====== Extract provided ======

The intended propaganda narrative is becoming quite clear. CBDCs are being linked to freedom from the US dollar and – more specifically – Donald Trump.
Indeed, this April article from Reuters essentially credits Donald Trump’s ban with rejuvenating the global CBDC movement:
Central bank digital currencies have often been deemed a solution in search of a problem. But U.S. President Donald Trump appears to have provided a rationale for CBDCs, even as he has banned the development of a digital dollar.
Conclusion
So, what is the current state of CBDCs?
A brief analysis would suggest that it serves almost as a microcosm of the Great Reset in general, in which grand plans for worldwide changes stalled at the halfway mark because the people pushing the scheme underestimated the speed of public understanding and power of public reluctance.
Now, we are witnessing the early stages of a re-launch as a faux partisan issue.
In this instance, the specific context is Donald Trump’s “trade war”, which will see CBDCs rebranded as a sensible non-Trumpian option and a way of rejecting US dollar dominance (or maybe even circumventing tariffs, look out for that in the future).
Who knows, maybe we’ll even look back at the “damage” caused by “Trump’s trade war”, and be told that digital currencies would prevent a future where the world’s economy is “held hostage by one narcissist” or something along those lines.
That will cleanly sweep the “left” into the pro-CBDC camp.
Meanwhile, to mop up the stragglers on the populist “right”, Donald Trump’s America (and maybe a few others for appearances’ sake) will have their alternative non-central bank digital currencies instead.
Creating what this FinTech article calls a “bifurcated” financial system. Or the appearance of one at least.
There are already academic papers talking up the benefits of stablecoins and CBDCs “co-existing”, and it’s not hard to see that translating into a financial two-party system – the illusion of choice and difference. Two bodies sharing a head.
But the branding will allow each “side” to point out the superficial differences between the systems and contrast their good social control with the other “side’s” bad social control, and engender tribalism along predictable old-fashioned lines.
They’ll be “interoperable” too, of course, because that’s the whole point. But people will be too invested in the argument to notice or understand what that really means.

====== Supplied data ======

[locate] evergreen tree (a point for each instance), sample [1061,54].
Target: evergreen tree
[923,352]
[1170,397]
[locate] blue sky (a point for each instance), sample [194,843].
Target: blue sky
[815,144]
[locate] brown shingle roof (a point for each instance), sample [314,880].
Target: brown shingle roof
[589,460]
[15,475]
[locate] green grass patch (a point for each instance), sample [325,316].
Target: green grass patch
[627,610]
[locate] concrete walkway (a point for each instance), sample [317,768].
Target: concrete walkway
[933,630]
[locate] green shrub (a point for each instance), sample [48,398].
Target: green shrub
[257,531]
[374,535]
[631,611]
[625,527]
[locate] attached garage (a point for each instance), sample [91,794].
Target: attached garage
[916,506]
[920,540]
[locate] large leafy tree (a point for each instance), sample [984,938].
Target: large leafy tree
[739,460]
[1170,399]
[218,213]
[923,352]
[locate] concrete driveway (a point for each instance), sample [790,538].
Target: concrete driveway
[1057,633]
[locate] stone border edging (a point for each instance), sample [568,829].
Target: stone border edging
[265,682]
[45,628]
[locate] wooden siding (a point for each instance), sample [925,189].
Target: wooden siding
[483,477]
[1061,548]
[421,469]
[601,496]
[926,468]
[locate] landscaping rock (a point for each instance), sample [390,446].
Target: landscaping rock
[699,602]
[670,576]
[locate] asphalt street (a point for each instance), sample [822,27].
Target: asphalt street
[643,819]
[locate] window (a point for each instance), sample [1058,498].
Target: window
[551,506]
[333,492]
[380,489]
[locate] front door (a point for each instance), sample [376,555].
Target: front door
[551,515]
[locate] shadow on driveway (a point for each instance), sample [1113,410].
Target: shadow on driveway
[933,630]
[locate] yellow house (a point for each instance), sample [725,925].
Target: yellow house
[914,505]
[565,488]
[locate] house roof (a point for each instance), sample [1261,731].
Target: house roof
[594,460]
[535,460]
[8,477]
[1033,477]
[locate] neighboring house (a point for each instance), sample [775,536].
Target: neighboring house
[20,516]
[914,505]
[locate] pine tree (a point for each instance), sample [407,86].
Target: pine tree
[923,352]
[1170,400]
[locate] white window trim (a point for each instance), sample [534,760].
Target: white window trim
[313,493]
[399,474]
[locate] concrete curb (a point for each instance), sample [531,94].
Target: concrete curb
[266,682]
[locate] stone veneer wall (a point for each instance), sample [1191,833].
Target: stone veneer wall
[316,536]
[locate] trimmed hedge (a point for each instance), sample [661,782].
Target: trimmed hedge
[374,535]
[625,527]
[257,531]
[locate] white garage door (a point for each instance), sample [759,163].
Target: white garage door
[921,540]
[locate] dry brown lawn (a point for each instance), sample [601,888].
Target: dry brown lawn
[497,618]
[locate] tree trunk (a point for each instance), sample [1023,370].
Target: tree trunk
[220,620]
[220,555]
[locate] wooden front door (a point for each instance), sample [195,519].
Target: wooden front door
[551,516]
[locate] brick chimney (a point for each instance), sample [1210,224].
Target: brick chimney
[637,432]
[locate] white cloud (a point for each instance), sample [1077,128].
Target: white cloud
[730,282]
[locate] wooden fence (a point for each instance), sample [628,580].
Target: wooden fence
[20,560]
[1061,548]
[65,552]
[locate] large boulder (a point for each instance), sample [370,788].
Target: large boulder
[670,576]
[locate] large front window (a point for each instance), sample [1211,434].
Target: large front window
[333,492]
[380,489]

======

- _Action item A_
In the piece on central bank digital currencies, what word does the FinTech article use for the financial system being created?
- _Action item B_
Turn the paragraph of the piece on central bank digital currencies that begins "In this instance, the specific context" into a short bulleted list that keeps its main points.
- _Action item C_
Please reproduce, word for word, the part of the piece on central bank digital currencies that opens with the words containing "Creating what this" and closes with "that really means.".

- _Final answer A_
"Bifurcated."

- _Final answer B_
- The context is Donald Trump's "trade war."
- CBDCs will be rebranded as a sensible non-Trumpian option.
- They will be presented as a way of rejecting US dollar dominance.
- They may also be promoted as a way of circumventing tariffs in the future.

- _Final answer C_
Creating what this FinTech article calls a “bifurcated” financial system. Or the appearance of one at least.
There are already academic papers talking up the benefits of stablecoins and CBDCs “co-existing”, and it’s not hard to see that translating into a financial two-party system – the illusion of choice and difference. Two bodies sharing a head.
But the branding will allow each “side” to point out the superficial differences between the systems and contrast their good social control with the other “side’s” bad social control, and engender tribalism along predictable old-fashioned lines.
They’ll be “interoperable” too, of course, because that’s the whole point. But people will be too invested in the argument to notice or understand what that really means.